→ **WHAT YOU NEED TO DO**
Set all the material down again unchanged, without the pictures.

→ **EXERCISE DATA**
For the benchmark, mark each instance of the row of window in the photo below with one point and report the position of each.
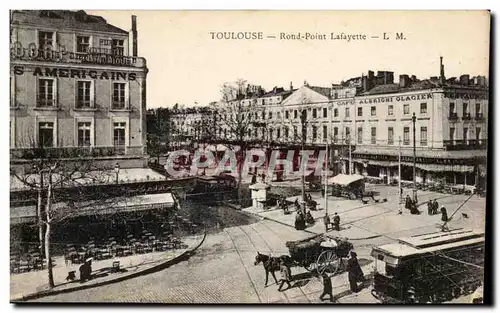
(323, 112)
(360, 140)
(46, 94)
(46, 134)
(465, 109)
(83, 43)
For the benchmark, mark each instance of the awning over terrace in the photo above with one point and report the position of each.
(26, 214)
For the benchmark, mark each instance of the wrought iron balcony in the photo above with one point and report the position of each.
(69, 152)
(466, 117)
(469, 144)
(479, 117)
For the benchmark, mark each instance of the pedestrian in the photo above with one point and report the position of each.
(309, 218)
(286, 276)
(407, 202)
(444, 219)
(327, 287)
(435, 207)
(355, 273)
(430, 207)
(326, 221)
(336, 222)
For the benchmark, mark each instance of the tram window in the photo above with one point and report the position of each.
(389, 270)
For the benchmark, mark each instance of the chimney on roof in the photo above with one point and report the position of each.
(404, 81)
(464, 80)
(134, 35)
(441, 73)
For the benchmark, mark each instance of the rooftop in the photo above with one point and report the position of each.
(65, 19)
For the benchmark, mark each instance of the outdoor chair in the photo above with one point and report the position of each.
(127, 251)
(115, 267)
(24, 266)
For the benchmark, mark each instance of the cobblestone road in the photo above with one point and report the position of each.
(222, 271)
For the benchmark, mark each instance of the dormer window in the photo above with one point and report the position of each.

→ **RESULT BELOW**
For the benchmark, mark each instance of the row of window in the photo below with one point and report the position of each.
(323, 112)
(360, 140)
(46, 94)
(46, 134)
(465, 109)
(83, 43)
For the benchmark, mark each instance of the awning over terrace in the photo above with one point and report the position of each.
(26, 214)
For the benchmark, mark each instance of the wrought iron balcony in the photo above with one point and report the position of each.
(69, 152)
(466, 117)
(469, 144)
(479, 117)
For the benchmark, mark each instance of the pedestrian in the photo above with one point and report the position of each.
(309, 218)
(286, 276)
(407, 202)
(444, 219)
(327, 287)
(435, 207)
(355, 273)
(430, 207)
(326, 221)
(336, 222)
For the benchmark, mark each instance of the tram window in the photo above with one point and report the position of each.
(389, 270)
For the benchmark, mark each instance of the chimney on roof in the photo above with one point and report the position of each.
(404, 81)
(464, 80)
(134, 35)
(441, 73)
For the benchmark, mark each instance of the rooftop in the photo above with one point and report the position of each.
(65, 19)
For the benchmark, mark each instance of the outdoor chair in the photo above with one point and report the position of each.
(127, 251)
(115, 267)
(24, 266)
For the benchmark, mark each instance of the cobblestone road in the photo above with one point and report the position of each.
(222, 271)
For the benchmark, mark each instance of the dormer window in the photo above with one point and report the position of each.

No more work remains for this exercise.